> **Source extract**:
One teenager in a family with four other child laborers described to researchers how she spent her average paycheck: “I would give my mom more than half of my check for the bills. And then I would help her buy food. And whatever I had left, I’d buy my little brother something. I wanted to buy clothes, but I didn’t really have the chance to.”

Around three quarters of children interviewed for the study reported symptoms consistent with acute nicotine poisoning, such as “nausea, vomiting, loss of appetite, headaches, dizziness, skin rashes, difficulty breathing, and irritation to their eyes and mouths.” Also known as “Green Tobacco Sickness,” it is a common illness among tobacco workers that occurs when nicotine from the tobacco plants is absorbed through the skin.

“I didn’t feel well, but I still kept working. I started throwing up,” one sixteen-year-old told researchers, “I was throwing up for like ten minutes… I took a break for a few hours, and then I went back to work.”

The typical child interviewed in the study worked 12-hour days for minimum wage, often for more than five days a week, with few breaks and often lacking adequate drinking water, or in some instances, none at all. Many worked barefoot after rainstorms to avoid losing their shoes in the mud, and almost all received no personal protective equipment from their employers, relying instead on rubber gloves and raincoats fashioned from trash bags brought from home.

> **The data**:

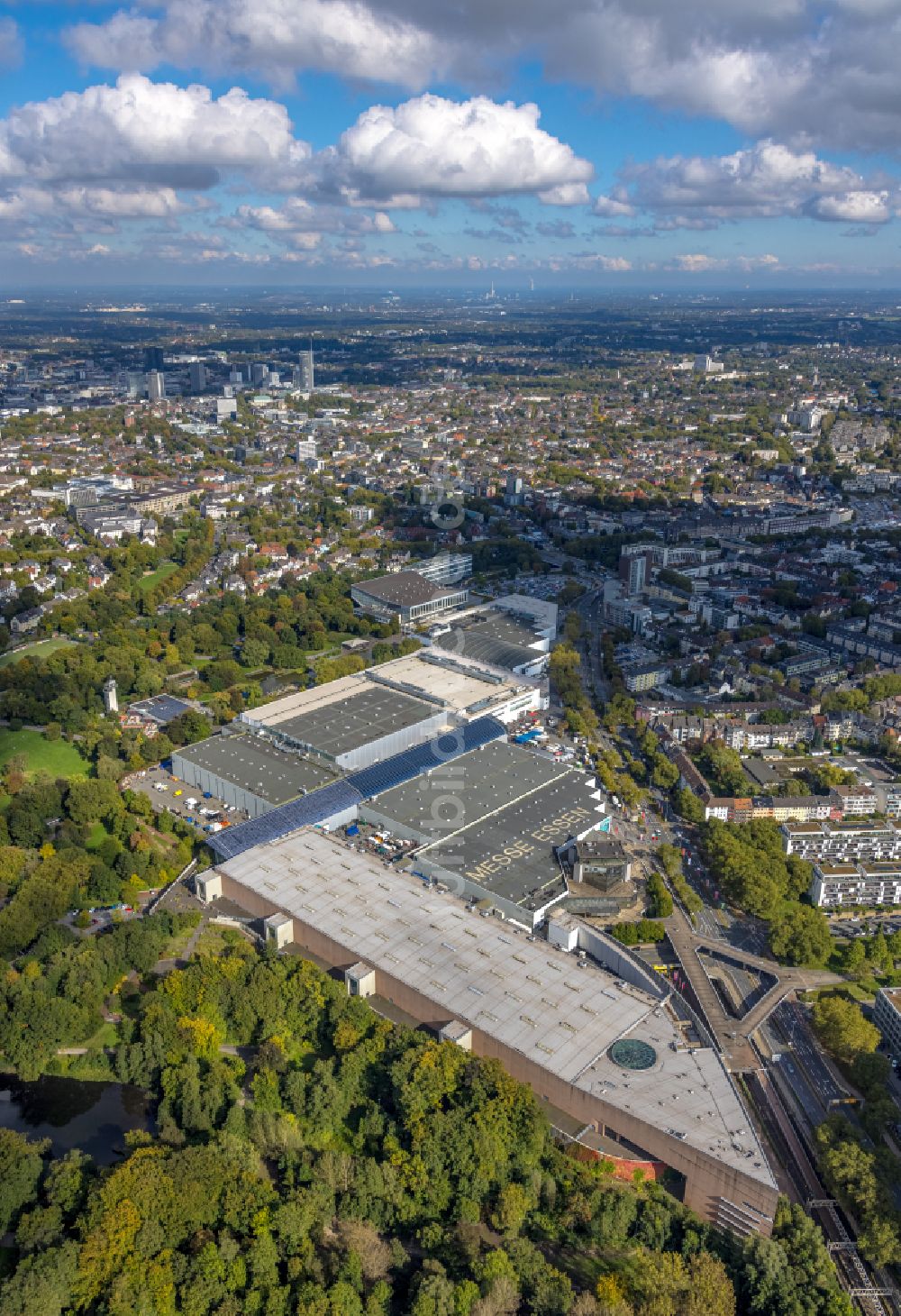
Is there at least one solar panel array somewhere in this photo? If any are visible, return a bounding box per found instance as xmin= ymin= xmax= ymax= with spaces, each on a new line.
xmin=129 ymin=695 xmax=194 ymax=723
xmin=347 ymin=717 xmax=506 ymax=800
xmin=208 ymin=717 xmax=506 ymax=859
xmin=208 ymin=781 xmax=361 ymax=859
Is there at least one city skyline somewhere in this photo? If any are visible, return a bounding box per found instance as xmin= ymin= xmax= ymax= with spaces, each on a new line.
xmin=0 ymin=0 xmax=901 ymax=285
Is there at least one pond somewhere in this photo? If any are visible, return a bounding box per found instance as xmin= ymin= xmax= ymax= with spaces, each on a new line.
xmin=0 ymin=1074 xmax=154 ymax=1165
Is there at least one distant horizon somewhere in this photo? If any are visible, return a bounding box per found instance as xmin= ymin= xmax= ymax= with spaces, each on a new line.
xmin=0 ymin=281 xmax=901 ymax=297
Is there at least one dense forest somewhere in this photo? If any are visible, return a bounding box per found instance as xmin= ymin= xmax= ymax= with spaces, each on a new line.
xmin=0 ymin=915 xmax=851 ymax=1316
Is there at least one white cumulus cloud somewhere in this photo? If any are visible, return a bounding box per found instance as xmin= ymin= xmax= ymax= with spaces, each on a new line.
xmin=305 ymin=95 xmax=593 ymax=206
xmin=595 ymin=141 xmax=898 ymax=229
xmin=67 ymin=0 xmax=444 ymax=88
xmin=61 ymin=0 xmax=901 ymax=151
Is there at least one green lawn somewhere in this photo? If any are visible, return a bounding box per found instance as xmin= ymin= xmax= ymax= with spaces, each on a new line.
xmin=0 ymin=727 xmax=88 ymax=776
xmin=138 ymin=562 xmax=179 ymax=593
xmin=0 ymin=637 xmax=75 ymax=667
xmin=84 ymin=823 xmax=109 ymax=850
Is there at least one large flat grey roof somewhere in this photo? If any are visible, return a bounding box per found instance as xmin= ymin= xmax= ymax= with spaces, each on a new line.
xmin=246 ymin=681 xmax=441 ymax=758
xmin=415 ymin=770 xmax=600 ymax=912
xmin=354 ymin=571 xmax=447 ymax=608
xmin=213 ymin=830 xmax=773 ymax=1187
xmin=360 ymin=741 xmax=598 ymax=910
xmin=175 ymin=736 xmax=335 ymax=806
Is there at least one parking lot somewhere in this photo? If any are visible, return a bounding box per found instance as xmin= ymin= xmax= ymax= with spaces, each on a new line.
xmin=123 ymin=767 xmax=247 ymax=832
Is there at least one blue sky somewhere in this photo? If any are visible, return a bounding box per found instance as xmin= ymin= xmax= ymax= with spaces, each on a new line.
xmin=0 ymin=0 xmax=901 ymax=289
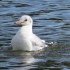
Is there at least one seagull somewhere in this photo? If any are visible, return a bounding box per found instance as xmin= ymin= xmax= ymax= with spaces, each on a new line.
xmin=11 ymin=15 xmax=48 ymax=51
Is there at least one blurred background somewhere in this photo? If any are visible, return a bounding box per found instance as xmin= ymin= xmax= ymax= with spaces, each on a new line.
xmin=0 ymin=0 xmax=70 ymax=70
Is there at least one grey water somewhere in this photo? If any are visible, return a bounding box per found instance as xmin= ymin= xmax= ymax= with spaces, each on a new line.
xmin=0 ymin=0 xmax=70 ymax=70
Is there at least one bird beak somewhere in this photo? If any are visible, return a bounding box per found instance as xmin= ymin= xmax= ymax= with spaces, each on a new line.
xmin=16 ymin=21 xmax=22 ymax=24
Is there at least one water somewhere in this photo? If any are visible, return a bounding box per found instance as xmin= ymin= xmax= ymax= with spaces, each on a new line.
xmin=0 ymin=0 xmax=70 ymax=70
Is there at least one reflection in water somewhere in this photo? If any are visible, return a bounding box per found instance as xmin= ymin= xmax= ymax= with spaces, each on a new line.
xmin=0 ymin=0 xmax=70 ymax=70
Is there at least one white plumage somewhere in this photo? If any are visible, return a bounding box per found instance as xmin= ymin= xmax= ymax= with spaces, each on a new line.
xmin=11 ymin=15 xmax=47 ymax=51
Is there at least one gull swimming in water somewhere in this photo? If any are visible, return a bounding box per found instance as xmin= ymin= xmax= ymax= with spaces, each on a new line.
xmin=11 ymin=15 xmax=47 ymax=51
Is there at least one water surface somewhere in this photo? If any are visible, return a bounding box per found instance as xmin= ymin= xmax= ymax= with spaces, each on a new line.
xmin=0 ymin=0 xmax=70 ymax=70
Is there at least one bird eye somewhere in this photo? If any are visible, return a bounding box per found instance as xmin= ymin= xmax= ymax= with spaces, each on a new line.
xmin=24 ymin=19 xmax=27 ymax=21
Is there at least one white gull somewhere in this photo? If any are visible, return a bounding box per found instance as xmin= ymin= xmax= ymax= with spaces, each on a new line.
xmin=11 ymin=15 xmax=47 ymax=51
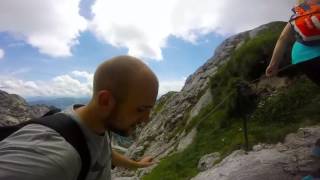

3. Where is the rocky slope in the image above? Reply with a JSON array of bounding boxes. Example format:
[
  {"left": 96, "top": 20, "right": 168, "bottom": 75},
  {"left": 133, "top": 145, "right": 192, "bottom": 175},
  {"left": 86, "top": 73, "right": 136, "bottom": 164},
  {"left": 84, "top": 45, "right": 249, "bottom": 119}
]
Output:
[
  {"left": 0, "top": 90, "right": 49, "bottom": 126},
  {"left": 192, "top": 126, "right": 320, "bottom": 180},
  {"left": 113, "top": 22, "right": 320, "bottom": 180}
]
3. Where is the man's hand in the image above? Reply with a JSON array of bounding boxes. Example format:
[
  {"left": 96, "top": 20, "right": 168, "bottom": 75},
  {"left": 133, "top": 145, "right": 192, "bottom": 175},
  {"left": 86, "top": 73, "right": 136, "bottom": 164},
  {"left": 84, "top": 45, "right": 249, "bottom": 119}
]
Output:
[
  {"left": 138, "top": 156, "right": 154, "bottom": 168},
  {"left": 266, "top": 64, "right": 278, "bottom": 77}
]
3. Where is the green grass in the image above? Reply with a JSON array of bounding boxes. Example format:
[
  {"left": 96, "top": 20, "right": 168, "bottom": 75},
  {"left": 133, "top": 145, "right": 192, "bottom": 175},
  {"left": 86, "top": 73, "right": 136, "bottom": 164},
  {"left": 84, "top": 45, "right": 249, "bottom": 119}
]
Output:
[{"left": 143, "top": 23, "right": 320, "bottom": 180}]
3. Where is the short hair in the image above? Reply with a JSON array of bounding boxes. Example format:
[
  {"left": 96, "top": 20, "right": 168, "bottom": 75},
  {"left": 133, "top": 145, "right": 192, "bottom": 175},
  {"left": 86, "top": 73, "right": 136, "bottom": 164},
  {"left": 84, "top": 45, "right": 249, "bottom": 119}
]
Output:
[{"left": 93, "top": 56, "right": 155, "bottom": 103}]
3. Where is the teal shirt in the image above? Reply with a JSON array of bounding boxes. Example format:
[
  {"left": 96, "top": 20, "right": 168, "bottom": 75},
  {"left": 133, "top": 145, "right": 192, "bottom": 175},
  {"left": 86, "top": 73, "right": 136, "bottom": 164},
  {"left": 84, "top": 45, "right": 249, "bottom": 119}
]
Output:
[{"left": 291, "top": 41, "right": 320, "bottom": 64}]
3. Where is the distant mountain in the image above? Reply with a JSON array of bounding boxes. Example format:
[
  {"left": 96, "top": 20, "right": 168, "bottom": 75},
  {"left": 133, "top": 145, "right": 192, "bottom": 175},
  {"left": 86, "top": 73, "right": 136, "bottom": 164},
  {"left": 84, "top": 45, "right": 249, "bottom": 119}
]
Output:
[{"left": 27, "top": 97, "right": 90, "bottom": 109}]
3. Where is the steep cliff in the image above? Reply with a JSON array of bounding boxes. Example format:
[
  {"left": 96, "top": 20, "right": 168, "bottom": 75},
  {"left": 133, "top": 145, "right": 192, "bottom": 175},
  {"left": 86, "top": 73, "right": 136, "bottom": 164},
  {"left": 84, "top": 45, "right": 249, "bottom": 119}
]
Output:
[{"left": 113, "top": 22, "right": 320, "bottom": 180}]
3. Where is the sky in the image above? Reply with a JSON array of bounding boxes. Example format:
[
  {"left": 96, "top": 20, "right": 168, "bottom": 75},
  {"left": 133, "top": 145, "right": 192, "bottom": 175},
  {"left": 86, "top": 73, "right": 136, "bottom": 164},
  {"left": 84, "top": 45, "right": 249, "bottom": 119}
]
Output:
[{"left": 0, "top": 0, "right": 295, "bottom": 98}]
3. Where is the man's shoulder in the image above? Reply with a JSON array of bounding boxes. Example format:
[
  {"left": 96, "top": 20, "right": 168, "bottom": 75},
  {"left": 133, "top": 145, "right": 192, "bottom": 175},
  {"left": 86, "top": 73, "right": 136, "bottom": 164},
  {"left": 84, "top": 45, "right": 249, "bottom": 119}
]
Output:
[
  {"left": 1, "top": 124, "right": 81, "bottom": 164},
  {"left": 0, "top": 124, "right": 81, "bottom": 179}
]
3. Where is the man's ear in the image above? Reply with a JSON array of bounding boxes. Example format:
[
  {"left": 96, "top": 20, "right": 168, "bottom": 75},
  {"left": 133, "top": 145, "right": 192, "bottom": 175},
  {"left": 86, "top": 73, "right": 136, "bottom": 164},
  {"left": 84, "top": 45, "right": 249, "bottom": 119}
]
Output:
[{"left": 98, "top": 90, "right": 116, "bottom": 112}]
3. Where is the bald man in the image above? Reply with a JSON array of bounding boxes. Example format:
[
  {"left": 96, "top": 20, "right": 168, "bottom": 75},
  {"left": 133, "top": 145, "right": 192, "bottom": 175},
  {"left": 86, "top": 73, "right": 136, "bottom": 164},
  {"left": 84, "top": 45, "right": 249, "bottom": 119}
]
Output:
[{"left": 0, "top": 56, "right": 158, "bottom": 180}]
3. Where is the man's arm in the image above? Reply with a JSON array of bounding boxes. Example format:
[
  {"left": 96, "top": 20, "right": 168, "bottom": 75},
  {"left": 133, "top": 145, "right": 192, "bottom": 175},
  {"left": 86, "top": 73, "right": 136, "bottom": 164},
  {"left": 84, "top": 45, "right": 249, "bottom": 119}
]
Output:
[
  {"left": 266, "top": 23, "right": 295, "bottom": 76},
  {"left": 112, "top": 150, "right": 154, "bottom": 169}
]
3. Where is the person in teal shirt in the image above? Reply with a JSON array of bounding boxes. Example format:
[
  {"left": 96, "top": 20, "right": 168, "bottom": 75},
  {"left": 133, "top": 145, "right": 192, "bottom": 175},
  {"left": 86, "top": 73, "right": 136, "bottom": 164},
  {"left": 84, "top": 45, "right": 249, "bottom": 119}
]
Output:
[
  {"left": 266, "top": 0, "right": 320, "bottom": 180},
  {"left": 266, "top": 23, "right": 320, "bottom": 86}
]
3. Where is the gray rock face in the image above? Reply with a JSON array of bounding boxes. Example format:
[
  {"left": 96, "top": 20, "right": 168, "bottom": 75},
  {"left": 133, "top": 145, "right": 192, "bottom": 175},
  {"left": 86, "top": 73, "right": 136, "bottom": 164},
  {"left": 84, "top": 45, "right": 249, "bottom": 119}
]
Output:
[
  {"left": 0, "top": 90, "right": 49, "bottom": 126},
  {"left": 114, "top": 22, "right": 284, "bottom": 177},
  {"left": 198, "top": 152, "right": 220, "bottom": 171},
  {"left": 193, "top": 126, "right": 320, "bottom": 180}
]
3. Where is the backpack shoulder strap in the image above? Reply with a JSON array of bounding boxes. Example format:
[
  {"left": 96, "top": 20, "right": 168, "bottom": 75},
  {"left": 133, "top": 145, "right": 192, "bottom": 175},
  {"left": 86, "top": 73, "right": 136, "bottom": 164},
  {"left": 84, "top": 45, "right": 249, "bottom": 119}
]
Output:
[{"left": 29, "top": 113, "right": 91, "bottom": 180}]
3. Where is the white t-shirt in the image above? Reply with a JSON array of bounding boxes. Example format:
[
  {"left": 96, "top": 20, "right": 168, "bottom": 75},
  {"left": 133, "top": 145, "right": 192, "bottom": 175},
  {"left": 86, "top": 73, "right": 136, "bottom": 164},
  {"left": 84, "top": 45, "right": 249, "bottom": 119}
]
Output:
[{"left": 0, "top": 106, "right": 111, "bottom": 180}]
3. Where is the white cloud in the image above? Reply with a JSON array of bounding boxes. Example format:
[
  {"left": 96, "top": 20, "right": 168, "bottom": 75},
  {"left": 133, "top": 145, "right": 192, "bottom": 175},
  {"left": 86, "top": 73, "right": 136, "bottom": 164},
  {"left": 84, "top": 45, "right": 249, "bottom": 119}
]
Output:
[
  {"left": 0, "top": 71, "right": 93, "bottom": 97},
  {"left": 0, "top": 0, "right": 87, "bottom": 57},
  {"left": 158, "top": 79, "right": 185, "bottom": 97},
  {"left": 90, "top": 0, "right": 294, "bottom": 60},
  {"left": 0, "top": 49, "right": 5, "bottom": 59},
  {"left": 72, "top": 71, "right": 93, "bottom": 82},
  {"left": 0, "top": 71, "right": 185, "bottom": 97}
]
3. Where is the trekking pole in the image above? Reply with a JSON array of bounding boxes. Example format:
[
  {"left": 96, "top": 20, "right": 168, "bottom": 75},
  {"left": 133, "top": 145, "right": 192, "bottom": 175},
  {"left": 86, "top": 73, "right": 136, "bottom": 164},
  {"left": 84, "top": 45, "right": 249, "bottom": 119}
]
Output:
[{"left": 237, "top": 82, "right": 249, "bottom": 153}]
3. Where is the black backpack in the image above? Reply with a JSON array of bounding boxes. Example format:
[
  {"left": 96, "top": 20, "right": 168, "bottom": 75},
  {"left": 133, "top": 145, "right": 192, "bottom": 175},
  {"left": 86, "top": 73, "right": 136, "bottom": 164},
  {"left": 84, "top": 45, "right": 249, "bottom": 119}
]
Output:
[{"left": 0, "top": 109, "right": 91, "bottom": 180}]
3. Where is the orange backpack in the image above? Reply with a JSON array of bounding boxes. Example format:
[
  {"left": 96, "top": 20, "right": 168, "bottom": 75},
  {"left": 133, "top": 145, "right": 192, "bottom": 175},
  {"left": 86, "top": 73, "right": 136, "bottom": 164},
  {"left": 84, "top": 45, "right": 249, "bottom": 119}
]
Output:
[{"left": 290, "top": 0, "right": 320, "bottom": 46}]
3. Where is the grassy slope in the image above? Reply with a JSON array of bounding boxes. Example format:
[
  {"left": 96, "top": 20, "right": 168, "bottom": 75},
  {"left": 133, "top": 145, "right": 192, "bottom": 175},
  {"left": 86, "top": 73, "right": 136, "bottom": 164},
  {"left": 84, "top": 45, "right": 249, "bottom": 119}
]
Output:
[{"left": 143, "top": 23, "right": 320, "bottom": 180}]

> **Problem**:
Continue the text on child laborers in tobacco fields, starting after its last sentence.

> **Your response**:
Children reported working in the fields as machines sprayed pesticides nearby, and reported feeling sick as the spray drifted over them. “I can stand the heat for a long time, but when they spray, then I start to feel woozy and tired. Sometimes it looks like everything is spinning,” a fourteen-year-old former tobacco worker told Human Rights Watch.

Child laborers routinely perform dangerous work with no safety training, involving sharp cutting tools such as tobacco knives and machetes and even heavy machinery. Interviewees described cuts and puncture wounds as routine.

One seventeen-year-old boy described a particularly gruesome incident involving a “mower,” literally a lawnmower suspended in the air that workers push tobacco seedlings under: “My hand got stuck in the mower, and it cut off two of my fingers … I was pushing the plant, but I don’t know how the wheel slipped. It went really fast, and I couldn’t stop it, and it took my two fingers … We were trying to wait out the rain, and the boss didn’t like it that we were not working. So he told us to hurry up and get working. So we were working in the rain when I got hurt.” The report notes that the boy’s employer offered him $100 to cover his medical bills and lost wages.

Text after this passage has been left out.